→ SOURCE DATA
====

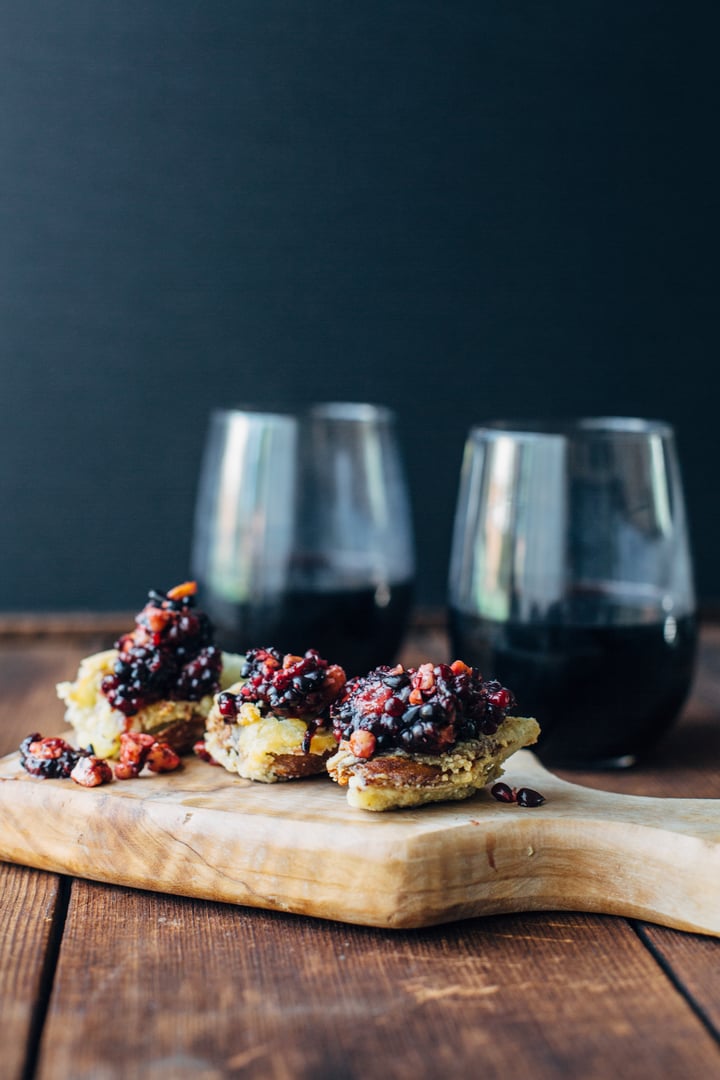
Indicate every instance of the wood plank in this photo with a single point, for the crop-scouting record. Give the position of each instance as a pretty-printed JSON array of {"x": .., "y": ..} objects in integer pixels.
[
  {"x": 28, "y": 674},
  {"x": 168, "y": 988},
  {"x": 694, "y": 962},
  {"x": 32, "y": 906},
  {"x": 299, "y": 847}
]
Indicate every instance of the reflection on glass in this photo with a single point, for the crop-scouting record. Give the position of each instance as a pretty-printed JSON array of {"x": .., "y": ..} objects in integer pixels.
[
  {"x": 302, "y": 532},
  {"x": 571, "y": 581}
]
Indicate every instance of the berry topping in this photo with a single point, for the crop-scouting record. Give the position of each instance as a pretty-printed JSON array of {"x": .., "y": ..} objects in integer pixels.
[
  {"x": 287, "y": 686},
  {"x": 52, "y": 758},
  {"x": 426, "y": 710},
  {"x": 168, "y": 656},
  {"x": 138, "y": 748}
]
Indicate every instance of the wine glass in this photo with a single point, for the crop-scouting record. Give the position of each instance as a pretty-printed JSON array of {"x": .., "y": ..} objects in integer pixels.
[
  {"x": 571, "y": 581},
  {"x": 302, "y": 534}
]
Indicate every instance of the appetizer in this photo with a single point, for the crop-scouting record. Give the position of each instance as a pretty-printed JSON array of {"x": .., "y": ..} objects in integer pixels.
[
  {"x": 272, "y": 724},
  {"x": 160, "y": 678},
  {"x": 413, "y": 736}
]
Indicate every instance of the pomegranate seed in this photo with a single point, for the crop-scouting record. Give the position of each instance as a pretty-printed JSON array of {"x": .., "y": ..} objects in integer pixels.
[
  {"x": 227, "y": 704},
  {"x": 503, "y": 793},
  {"x": 363, "y": 743},
  {"x": 394, "y": 706},
  {"x": 528, "y": 797}
]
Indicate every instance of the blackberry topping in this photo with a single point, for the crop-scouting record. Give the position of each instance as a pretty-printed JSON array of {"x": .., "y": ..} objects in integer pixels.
[
  {"x": 168, "y": 656},
  {"x": 424, "y": 711},
  {"x": 287, "y": 685},
  {"x": 52, "y": 757}
]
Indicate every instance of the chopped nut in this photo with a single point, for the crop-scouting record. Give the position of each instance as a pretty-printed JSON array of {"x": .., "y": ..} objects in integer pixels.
[
  {"x": 91, "y": 771},
  {"x": 187, "y": 589}
]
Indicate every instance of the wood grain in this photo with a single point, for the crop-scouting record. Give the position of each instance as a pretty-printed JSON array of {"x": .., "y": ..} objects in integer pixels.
[
  {"x": 31, "y": 912},
  {"x": 161, "y": 987},
  {"x": 299, "y": 847},
  {"x": 166, "y": 988}
]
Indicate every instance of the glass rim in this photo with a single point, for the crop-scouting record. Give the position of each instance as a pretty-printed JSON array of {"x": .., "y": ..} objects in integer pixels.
[
  {"x": 571, "y": 428},
  {"x": 358, "y": 412}
]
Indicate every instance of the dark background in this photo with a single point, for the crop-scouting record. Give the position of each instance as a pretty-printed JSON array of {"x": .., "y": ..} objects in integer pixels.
[{"x": 460, "y": 210}]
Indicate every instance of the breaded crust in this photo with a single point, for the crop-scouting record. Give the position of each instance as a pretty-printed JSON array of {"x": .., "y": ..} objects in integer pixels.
[
  {"x": 266, "y": 747},
  {"x": 395, "y": 779}
]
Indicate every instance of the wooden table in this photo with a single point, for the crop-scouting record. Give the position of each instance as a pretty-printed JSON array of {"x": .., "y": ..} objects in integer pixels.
[{"x": 103, "y": 982}]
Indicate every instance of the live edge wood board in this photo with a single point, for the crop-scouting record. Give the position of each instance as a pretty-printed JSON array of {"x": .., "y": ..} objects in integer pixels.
[{"x": 298, "y": 847}]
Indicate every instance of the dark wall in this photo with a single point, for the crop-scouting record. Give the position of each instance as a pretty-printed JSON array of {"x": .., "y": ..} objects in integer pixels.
[{"x": 460, "y": 210}]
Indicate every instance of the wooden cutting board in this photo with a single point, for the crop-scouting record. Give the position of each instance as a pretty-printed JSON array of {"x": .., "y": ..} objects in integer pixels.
[{"x": 298, "y": 847}]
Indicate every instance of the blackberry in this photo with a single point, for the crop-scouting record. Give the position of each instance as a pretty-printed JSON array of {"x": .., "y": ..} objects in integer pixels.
[
  {"x": 52, "y": 758},
  {"x": 423, "y": 711},
  {"x": 288, "y": 685},
  {"x": 168, "y": 656}
]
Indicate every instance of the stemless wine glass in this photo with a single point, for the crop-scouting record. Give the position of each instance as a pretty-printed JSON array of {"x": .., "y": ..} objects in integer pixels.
[
  {"x": 303, "y": 535},
  {"x": 571, "y": 581}
]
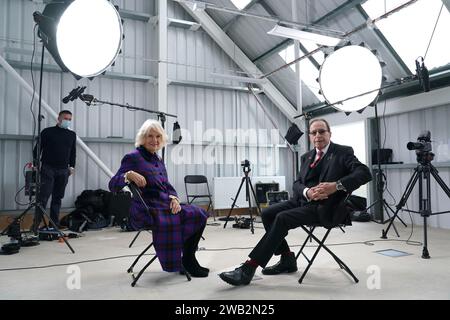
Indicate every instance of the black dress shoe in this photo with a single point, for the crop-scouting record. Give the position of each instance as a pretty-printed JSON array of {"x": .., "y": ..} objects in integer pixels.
[
  {"x": 287, "y": 264},
  {"x": 194, "y": 269},
  {"x": 240, "y": 276}
]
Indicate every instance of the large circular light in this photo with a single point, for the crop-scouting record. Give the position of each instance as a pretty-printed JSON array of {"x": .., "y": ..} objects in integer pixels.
[
  {"x": 84, "y": 36},
  {"x": 350, "y": 72}
]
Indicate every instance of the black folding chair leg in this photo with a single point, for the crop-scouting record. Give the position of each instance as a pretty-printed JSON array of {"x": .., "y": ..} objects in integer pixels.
[
  {"x": 303, "y": 246},
  {"x": 341, "y": 264},
  {"x": 314, "y": 256},
  {"x": 130, "y": 269},
  {"x": 186, "y": 273},
  {"x": 135, "y": 279},
  {"x": 134, "y": 239}
]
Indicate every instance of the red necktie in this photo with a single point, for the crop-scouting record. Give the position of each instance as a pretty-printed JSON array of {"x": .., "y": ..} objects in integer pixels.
[{"x": 314, "y": 164}]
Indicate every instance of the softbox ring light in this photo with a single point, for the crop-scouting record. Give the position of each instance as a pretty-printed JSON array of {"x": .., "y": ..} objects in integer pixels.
[
  {"x": 83, "y": 36},
  {"x": 350, "y": 78}
]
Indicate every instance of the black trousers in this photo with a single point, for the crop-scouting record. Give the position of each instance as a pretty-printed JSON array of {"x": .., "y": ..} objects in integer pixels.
[
  {"x": 53, "y": 183},
  {"x": 278, "y": 219}
]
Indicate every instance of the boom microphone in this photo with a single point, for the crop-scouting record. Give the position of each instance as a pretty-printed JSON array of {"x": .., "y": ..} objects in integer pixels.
[
  {"x": 87, "y": 98},
  {"x": 74, "y": 94}
]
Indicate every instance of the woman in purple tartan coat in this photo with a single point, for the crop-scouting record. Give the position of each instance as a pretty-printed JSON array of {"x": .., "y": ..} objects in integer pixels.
[{"x": 176, "y": 228}]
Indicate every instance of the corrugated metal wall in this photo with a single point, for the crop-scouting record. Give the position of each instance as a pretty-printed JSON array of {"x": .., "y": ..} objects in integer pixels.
[
  {"x": 192, "y": 57},
  {"x": 399, "y": 130}
]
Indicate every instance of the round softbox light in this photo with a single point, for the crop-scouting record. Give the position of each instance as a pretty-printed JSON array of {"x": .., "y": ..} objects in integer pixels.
[
  {"x": 350, "y": 72},
  {"x": 83, "y": 36}
]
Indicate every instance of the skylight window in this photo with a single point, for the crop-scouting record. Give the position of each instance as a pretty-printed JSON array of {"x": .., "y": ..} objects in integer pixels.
[
  {"x": 409, "y": 30},
  {"x": 240, "y": 4},
  {"x": 308, "y": 72}
]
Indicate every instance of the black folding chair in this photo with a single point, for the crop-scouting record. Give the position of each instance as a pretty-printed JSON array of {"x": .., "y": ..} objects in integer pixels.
[
  {"x": 321, "y": 244},
  {"x": 137, "y": 194},
  {"x": 197, "y": 180}
]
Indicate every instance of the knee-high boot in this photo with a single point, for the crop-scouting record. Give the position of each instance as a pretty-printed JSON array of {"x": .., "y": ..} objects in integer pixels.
[{"x": 189, "y": 260}]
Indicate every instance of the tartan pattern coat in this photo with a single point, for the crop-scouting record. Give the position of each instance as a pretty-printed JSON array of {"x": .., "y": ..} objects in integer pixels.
[{"x": 169, "y": 230}]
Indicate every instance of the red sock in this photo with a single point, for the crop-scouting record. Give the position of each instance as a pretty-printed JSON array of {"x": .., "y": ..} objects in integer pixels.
[
  {"x": 252, "y": 263},
  {"x": 287, "y": 253}
]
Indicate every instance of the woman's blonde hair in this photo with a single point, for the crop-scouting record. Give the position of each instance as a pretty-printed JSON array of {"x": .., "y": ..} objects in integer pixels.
[{"x": 145, "y": 128}]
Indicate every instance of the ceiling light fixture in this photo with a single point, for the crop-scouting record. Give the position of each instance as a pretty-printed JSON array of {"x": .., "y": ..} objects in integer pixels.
[
  {"x": 83, "y": 36},
  {"x": 238, "y": 78},
  {"x": 350, "y": 78},
  {"x": 295, "y": 34}
]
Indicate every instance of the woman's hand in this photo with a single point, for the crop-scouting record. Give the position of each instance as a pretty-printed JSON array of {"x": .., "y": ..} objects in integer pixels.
[
  {"x": 175, "y": 206},
  {"x": 137, "y": 178}
]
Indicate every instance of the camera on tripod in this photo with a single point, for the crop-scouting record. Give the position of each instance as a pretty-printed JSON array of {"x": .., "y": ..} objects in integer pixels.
[
  {"x": 422, "y": 74},
  {"x": 422, "y": 147},
  {"x": 245, "y": 164}
]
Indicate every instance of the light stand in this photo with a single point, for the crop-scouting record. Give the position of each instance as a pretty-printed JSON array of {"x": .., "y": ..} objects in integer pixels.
[
  {"x": 379, "y": 181},
  {"x": 39, "y": 210}
]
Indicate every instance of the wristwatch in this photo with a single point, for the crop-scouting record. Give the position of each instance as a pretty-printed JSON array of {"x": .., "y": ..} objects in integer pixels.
[{"x": 340, "y": 186}]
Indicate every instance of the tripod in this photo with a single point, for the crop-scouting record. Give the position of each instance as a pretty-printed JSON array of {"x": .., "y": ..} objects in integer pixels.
[
  {"x": 421, "y": 172},
  {"x": 248, "y": 186},
  {"x": 39, "y": 210},
  {"x": 384, "y": 206}
]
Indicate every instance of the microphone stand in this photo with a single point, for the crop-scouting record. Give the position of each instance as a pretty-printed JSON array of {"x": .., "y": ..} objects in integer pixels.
[{"x": 91, "y": 100}]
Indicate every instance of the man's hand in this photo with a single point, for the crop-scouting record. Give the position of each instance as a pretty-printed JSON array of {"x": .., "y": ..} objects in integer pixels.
[
  {"x": 174, "y": 206},
  {"x": 321, "y": 191}
]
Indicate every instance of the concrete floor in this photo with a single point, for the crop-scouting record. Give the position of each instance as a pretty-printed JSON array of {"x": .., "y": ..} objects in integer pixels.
[{"x": 381, "y": 277}]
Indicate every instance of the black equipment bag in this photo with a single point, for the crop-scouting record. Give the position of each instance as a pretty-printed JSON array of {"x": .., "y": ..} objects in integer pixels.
[
  {"x": 357, "y": 206},
  {"x": 119, "y": 209}
]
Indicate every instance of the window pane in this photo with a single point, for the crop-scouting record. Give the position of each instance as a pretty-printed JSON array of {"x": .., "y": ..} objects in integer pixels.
[{"x": 409, "y": 30}]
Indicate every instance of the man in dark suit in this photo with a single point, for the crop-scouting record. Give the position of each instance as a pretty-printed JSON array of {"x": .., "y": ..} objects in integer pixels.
[{"x": 327, "y": 174}]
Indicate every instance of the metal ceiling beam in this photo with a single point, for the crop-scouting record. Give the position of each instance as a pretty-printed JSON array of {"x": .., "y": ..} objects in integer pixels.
[
  {"x": 386, "y": 43},
  {"x": 329, "y": 16},
  {"x": 235, "y": 53},
  {"x": 235, "y": 18}
]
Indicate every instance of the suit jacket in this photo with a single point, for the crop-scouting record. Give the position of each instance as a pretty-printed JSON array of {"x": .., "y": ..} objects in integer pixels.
[{"x": 339, "y": 163}]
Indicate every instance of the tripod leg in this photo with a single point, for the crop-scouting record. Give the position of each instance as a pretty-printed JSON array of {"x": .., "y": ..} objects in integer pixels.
[
  {"x": 234, "y": 202},
  {"x": 134, "y": 239},
  {"x": 441, "y": 183},
  {"x": 410, "y": 186},
  {"x": 18, "y": 218},
  {"x": 52, "y": 223},
  {"x": 256, "y": 200},
  {"x": 387, "y": 208},
  {"x": 390, "y": 209},
  {"x": 249, "y": 198}
]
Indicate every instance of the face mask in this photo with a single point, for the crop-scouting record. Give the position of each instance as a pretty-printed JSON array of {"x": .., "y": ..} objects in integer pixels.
[{"x": 65, "y": 124}]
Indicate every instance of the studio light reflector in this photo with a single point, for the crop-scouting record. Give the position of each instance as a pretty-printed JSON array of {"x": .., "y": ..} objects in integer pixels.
[
  {"x": 84, "y": 36},
  {"x": 351, "y": 73}
]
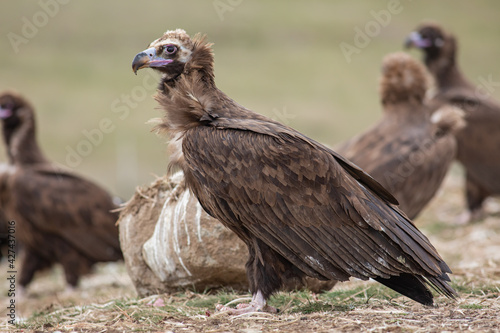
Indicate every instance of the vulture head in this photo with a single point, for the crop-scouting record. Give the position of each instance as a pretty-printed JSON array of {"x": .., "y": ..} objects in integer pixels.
[
  {"x": 403, "y": 79},
  {"x": 175, "y": 53},
  {"x": 436, "y": 44},
  {"x": 14, "y": 112}
]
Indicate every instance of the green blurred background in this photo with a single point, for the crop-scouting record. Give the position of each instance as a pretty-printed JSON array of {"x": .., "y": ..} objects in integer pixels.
[{"x": 280, "y": 58}]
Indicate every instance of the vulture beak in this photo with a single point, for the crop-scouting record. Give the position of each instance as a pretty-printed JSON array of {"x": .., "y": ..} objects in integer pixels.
[
  {"x": 5, "y": 113},
  {"x": 416, "y": 40},
  {"x": 148, "y": 58}
]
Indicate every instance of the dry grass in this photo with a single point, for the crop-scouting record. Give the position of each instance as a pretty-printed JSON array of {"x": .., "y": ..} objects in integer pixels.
[{"x": 105, "y": 301}]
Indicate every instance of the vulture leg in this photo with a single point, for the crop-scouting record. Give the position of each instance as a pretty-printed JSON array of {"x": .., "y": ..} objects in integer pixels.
[
  {"x": 266, "y": 272},
  {"x": 475, "y": 195},
  {"x": 258, "y": 304}
]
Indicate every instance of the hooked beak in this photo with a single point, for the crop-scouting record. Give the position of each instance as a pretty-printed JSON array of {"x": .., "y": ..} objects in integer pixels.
[
  {"x": 148, "y": 58},
  {"x": 416, "y": 40}
]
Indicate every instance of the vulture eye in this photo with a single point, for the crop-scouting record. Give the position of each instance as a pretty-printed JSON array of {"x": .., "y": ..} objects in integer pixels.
[{"x": 170, "y": 49}]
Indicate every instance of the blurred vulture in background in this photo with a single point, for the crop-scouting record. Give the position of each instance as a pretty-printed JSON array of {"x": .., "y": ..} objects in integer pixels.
[
  {"x": 407, "y": 151},
  {"x": 60, "y": 217},
  {"x": 479, "y": 141},
  {"x": 301, "y": 209}
]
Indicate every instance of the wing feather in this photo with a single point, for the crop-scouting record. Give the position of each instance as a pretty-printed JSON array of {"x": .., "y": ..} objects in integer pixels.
[{"x": 306, "y": 202}]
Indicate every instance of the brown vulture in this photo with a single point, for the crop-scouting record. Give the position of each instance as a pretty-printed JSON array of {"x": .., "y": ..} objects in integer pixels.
[
  {"x": 479, "y": 142},
  {"x": 407, "y": 151},
  {"x": 60, "y": 217},
  {"x": 301, "y": 209}
]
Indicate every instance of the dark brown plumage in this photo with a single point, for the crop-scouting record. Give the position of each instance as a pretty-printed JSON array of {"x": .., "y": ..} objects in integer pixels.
[
  {"x": 300, "y": 208},
  {"x": 406, "y": 151},
  {"x": 60, "y": 217},
  {"x": 479, "y": 141}
]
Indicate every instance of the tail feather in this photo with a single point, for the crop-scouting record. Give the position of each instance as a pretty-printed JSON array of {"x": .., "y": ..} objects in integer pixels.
[{"x": 413, "y": 286}]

====

→ WHAT TO DO
Reproduce verbatim the part of the material that opens with the line containing "Indicate every instance of the dark brown" and continues through the end of the material, including both of those ends.

→ FULL RESPONSE
Indicate every instance of the dark brown plumage in this photo with a single point, for the crop-scouting record. Give the position of each instance as a pretty-printed JSON array of {"x": .., "y": ..} objects in integer pixels.
[
  {"x": 300, "y": 208},
  {"x": 406, "y": 151},
  {"x": 60, "y": 217},
  {"x": 479, "y": 141}
]
Indicate every instance of the tail feather in this photo with a single point, for the crop-scouting record. Give the position of each instance as a pretty-printed JSON array of {"x": .., "y": ..} objects in integer pixels.
[{"x": 413, "y": 286}]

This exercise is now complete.